(Collection entries)

━━━━━━━━━━━━━━━━

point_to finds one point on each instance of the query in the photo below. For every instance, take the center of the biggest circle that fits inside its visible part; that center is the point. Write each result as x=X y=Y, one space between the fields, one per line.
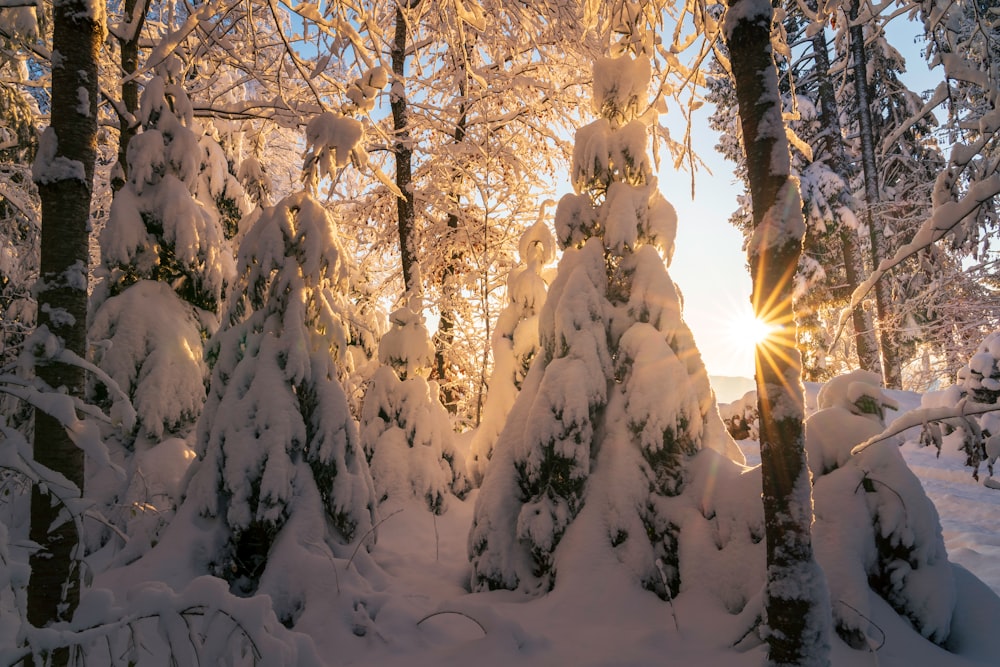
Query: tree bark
x=796 y=602
x=865 y=343
x=891 y=370
x=446 y=323
x=65 y=184
x=405 y=206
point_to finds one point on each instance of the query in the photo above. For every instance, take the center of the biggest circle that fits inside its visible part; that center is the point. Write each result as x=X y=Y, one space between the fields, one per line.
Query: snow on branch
x=920 y=417
x=947 y=217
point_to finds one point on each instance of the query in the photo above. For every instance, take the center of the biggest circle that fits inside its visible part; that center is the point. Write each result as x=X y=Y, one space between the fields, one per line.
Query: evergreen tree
x=515 y=343
x=277 y=432
x=149 y=337
x=405 y=430
x=797 y=615
x=591 y=444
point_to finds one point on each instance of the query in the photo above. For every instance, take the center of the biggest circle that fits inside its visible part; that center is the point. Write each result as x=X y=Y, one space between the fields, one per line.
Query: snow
x=50 y=167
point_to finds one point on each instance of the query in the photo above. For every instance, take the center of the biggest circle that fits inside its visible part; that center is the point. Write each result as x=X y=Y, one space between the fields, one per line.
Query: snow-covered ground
x=605 y=619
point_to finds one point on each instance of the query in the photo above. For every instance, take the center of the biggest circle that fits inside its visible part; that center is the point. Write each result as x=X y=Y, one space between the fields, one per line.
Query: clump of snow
x=331 y=141
x=405 y=430
x=741 y=417
x=150 y=342
x=364 y=90
x=961 y=414
x=621 y=85
x=902 y=557
x=515 y=342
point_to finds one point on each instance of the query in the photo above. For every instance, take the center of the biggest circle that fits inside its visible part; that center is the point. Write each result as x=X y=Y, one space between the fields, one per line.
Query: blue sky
x=709 y=264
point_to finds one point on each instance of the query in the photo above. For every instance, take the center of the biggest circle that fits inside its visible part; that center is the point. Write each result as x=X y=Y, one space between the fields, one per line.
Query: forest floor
x=608 y=620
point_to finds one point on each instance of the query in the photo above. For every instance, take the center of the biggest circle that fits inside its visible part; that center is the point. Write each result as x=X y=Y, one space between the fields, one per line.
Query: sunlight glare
x=747 y=331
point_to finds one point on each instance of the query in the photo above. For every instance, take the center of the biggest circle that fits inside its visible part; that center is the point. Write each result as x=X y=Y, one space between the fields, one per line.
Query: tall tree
x=589 y=444
x=798 y=617
x=865 y=343
x=64 y=173
x=888 y=335
x=403 y=150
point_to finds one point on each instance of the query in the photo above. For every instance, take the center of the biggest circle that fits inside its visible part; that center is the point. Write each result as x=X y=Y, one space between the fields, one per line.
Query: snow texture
x=902 y=557
x=515 y=343
x=277 y=418
x=405 y=430
x=617 y=401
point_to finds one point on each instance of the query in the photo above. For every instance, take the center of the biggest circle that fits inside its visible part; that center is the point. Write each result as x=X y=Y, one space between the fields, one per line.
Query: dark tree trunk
x=446 y=323
x=833 y=143
x=796 y=602
x=64 y=184
x=405 y=206
x=891 y=371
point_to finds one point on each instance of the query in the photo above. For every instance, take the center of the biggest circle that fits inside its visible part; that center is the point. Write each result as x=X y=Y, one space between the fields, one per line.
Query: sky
x=709 y=264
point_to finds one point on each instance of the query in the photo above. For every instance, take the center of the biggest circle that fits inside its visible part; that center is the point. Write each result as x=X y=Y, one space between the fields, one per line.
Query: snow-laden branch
x=939 y=97
x=920 y=417
x=946 y=218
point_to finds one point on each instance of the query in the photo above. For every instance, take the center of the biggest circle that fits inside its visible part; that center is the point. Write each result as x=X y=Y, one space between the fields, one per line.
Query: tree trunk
x=891 y=371
x=833 y=142
x=405 y=206
x=65 y=183
x=446 y=323
x=796 y=602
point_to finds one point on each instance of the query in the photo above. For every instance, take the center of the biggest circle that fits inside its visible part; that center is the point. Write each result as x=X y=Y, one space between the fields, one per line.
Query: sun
x=747 y=330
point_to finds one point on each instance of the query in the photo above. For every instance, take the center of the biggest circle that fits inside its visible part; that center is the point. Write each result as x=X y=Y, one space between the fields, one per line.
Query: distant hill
x=729 y=388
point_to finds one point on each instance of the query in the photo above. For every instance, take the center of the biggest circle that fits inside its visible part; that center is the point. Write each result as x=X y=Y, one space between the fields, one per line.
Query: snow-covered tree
x=405 y=430
x=166 y=264
x=875 y=528
x=277 y=434
x=797 y=615
x=617 y=401
x=515 y=342
x=976 y=434
x=64 y=173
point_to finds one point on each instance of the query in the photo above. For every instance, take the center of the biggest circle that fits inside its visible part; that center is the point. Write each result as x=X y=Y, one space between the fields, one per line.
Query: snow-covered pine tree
x=617 y=401
x=20 y=225
x=406 y=431
x=276 y=434
x=515 y=342
x=795 y=599
x=977 y=387
x=875 y=528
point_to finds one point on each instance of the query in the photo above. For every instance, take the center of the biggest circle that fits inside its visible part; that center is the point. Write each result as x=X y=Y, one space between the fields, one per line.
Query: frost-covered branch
x=923 y=416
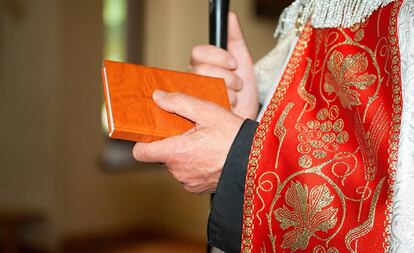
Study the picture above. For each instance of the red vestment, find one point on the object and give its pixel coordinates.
(321, 169)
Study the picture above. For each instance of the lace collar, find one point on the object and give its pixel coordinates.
(326, 13)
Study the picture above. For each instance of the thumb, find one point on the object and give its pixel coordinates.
(194, 109)
(236, 43)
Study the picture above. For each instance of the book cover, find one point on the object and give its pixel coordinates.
(131, 112)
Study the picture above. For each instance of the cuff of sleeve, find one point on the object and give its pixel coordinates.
(225, 221)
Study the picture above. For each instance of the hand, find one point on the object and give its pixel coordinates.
(196, 157)
(234, 65)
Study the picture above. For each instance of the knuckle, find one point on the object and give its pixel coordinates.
(198, 51)
(175, 97)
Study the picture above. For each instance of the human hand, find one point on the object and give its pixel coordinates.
(234, 65)
(196, 157)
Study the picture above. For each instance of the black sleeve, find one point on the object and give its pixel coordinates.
(225, 221)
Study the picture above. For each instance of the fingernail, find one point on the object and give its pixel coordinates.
(158, 95)
(232, 63)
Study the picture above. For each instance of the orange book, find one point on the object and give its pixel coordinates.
(132, 114)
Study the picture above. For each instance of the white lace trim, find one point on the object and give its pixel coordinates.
(326, 13)
(402, 228)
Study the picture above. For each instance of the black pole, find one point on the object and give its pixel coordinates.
(219, 10)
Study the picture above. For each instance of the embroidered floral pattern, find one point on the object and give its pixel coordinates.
(308, 215)
(345, 73)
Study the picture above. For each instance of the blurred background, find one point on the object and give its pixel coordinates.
(64, 187)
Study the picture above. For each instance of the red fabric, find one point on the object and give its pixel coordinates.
(322, 163)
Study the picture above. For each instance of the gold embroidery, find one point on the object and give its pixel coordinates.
(320, 136)
(367, 226)
(310, 214)
(396, 118)
(260, 135)
(345, 73)
(303, 93)
(321, 249)
(369, 141)
(280, 130)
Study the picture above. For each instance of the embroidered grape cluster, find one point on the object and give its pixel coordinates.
(321, 136)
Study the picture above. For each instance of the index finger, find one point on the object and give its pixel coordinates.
(208, 54)
(156, 152)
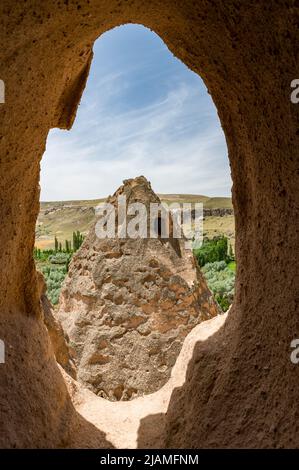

━━━━━━━━━━━━━━━━

What to do: Exact copies of the entries above are needed, without their pictures.

Response to the task:
point_to finds one point on each instance of the query in the photo below. For every instance, take the center of the biggest circle that fits inside its visible part; that center is the point. Write each result as x=X y=Y, one space between the fields, one per line.
Query: tree bark
x=796 y=602
x=865 y=343
x=891 y=370
x=446 y=323
x=65 y=184
x=405 y=206
point_to finds one point on each instance of the query in the photo above. For every instance, take the center of the biggest circle that fits inside its visible part; that center is the point. Write each result as x=X y=Y, one space between the fields, one per line.
Query: snow on branch
x=920 y=417
x=947 y=217
point_to finds one point on each instance of the query in the photo above. For every instance, take the center of the biggest circle that fits inside its visible part; that center is the point. Write each result as x=X y=Y, one space between the fields, one per line.
Query: evergreen tree
x=515 y=343
x=277 y=432
x=149 y=337
x=405 y=430
x=797 y=615
x=591 y=444
point_to finds one point on each instance of the query in the photo above. For every instance, take the center of the biggest circle that fits inside its visible part; that center is the point. Write each result as x=X y=Y, one space between the fields, one per line.
Query: snow
x=50 y=167
point_to finds one point on each instance of the query in the photo above. For every instance, take the center of the biggest circle that fits inside its visible part; that center is the point. Write each result as x=X y=Y, one space between the fields, one per line.
Query: snow-covered ground
x=605 y=619
point_to finds one point on each instance of the query in the photo above. For every instance, take the center of the biggest circle that fits inside its visible part; that center is the point. Write each result as x=X y=Y, one space between the fields, one per line.
Query: clump of snow
x=331 y=141
x=405 y=430
x=741 y=417
x=150 y=342
x=364 y=90
x=961 y=414
x=621 y=85
x=902 y=557
x=515 y=342
point_to finds one point on each instance of the query in the photo above. For every instance, take the center of the biggest circle that fits inside its visible part; that center is the point. Write each result as x=X y=Y, one space between the fields, one per line.
Query: blue sky
x=709 y=264
point_to finds one point on each instance of the query in the photo above. For every instance, take the center of the biggest circle that fits inside its visible part; that center is the point. Write each result as x=X y=Y, one space between the fields, one per line.
Query: forest floor
x=608 y=620
point_to finds one point on each instance of the query in the photo above. For every instance, take the center of the biggest circle that fits inside its visible part; that center is the point. Write each result as x=X y=Y, one space between the fields, one per line.
Query: sunlight glare
x=747 y=331
point_to finds one point on each instance of the query in the photo above. For every instance, take the center of the biggest circle that fits inside its visible part; that center is the point. Write each result as x=X y=Y, one space between the fields, one per line.
Query: tall tree
x=589 y=444
x=798 y=617
x=865 y=343
x=64 y=173
x=888 y=335
x=403 y=150
point_to finds one point on each instance of the query in the photo above. For every instance, take the center of the biggest circle that fits inside its visible part; that center is the point. Write each result as x=X y=Y, one space between the fields, one per line.
Query: snow texture
x=902 y=557
x=515 y=343
x=277 y=418
x=405 y=430
x=617 y=401
point_to finds one point on each instance of the query in the photo above. For every instance, take the center of the biggest circle that fits inside its visible part; that center is the point. Write each result as x=X y=Y, one space between the fields, one per line.
Query: dark tree trunk
x=446 y=323
x=833 y=143
x=796 y=602
x=64 y=184
x=405 y=206
x=891 y=371
point_to finds one point on each instance of the query in the photo above. For every instance, take the center of the biggest circle that fits inside its visible part; that center is the point. Write each result as x=X y=Y, one space between the fields, one per line.
Query: sky
x=709 y=264
point_to finds one point on each instance of the query in the photo above. For every instance, take the center of the biggest circle that fits inside its visible part; that center is the point. Write each result as x=X y=Y, one space between the fields, one per line.
Query: snow-laden branch
x=939 y=97
x=920 y=417
x=946 y=218
point_to finds one point on each instance of the query in the photo above. For every instance, take the center of the biggest circle that fits inside its visible part; that center is the point. Write each result as x=X y=Y, one space between the fields, one per line.
Query: tree trunk
x=891 y=371
x=833 y=142
x=405 y=206
x=65 y=183
x=446 y=323
x=796 y=602
point_to finds one point on each instance of the query in the photo above. For every instance, take the center of the biggest circle that fits inside its visible part; that center is the point. Write each result as x=X y=Y, one space between the fields, one per line.
Query: sun
x=747 y=330
point_to finds one point on each instance of the query in the photo above. For every instance, take the center of the biggest circle that fits inside its visible part; that center is the point. Write each result as x=X y=Y, one space between the fields, one per line.
Query: distant hill
x=729 y=388
point_to finds one point on each instance of the query in the photo above. For every instance, take the center of the biggest circle that fits inside its visible part; that center is the point. Write each result as x=X y=Y, one space between the fields, one per line.
Query: snow-covered tree
x=405 y=430
x=166 y=264
x=875 y=528
x=277 y=434
x=797 y=615
x=617 y=401
x=515 y=342
x=976 y=434
x=64 y=173
point_to finds one point on each instance of the query in the photo above. For every instance, take the center of the biggest circle that fits inside its visible part; that center is the point. Write each result as x=X y=Y, one space between the fields, one per line.
Query: snow-covered pine tree
x=617 y=401
x=20 y=225
x=406 y=431
x=276 y=434
x=515 y=342
x=795 y=599
x=977 y=387
x=875 y=528
point_to finds one point on each instance of the query in the photo above. For every instance, take the center of the biggest circle that fits inside its visible part; that center is the point. Write each result as x=X y=Y, one space between the fields, one per line.
Query: frost-covered branch
x=923 y=416
Study the picture above. For each instance of the red vestment, find one point on the object and give its pixel coordinates.
(321, 169)
Study the picture above. For each instance of the lace collar, find one point on the object and give its pixel coordinates.
(326, 13)
Study the picture above. For each instance of the thumb, find one point on the object and give its pixel coordinates.
(194, 109)
(236, 43)
Study the picture above. For each instance of the book cover, find one point on the object and give its pixel coordinates.
(131, 112)
Study the picture above. For each instance of the cuff of sleeve, find one point on the object and give its pixel coordinates.
(225, 221)
Study the picture above. For each instance of the hand, find one point on the object and give its pixel coordinates.
(196, 157)
(234, 65)
Study the picture above. For each instance of the knuckle, find one point on the object and give its pixel coordinates.
(198, 51)
(175, 97)
Study the picture above. For each instance of the human hand, find one point on the object and give its pixel coordinates.
(234, 65)
(196, 157)
Study the picture above. For each instance of the black sleeve, find one point on the object and give its pixel coordinates.
(225, 221)
Study the picture above. For each instance of the fingernail, find one point on the object and give its pixel coordinates.
(158, 95)
(232, 63)
Study the picture above. For each instance of the orange book, find one point on the object and give its pixel coordinates.
(132, 114)
Study the picture above. For each instance of the white lace trim, find one point on the object and give its pixel coordinates.
(326, 13)
(402, 228)
Study the picture above. For each instance of the black pole, find one point on the object and give its pixel coordinates.
(219, 10)
Study the picture above. For each instance of the embroidered floral pattern, find one point on the object and give its pixel coordinates.
(308, 215)
(345, 73)
Study the picture above. For each instance of the blurred background, find one point on the object and give its pixel coordinates.
(64, 187)
Study the picture above. For each instance of the red fabric, find one point on the object and give its pixel coordinates.
(322, 163)
Study the picture above. For each instance of the gold embroidery, find one point on the object and give its pixel coordinates.
(320, 136)
(367, 226)
(310, 214)
(396, 118)
(260, 135)
(345, 73)
(303, 93)
(321, 249)
(369, 141)
(280, 130)
Study the picture above. For each instance of the embroidered grape cluster, find one point on the object and give its pixel coordinates.
(321, 136)
Study the picture above. For each instance of the index finger, find one point on the object and give its pixel coordinates.
(208, 54)
(156, 152)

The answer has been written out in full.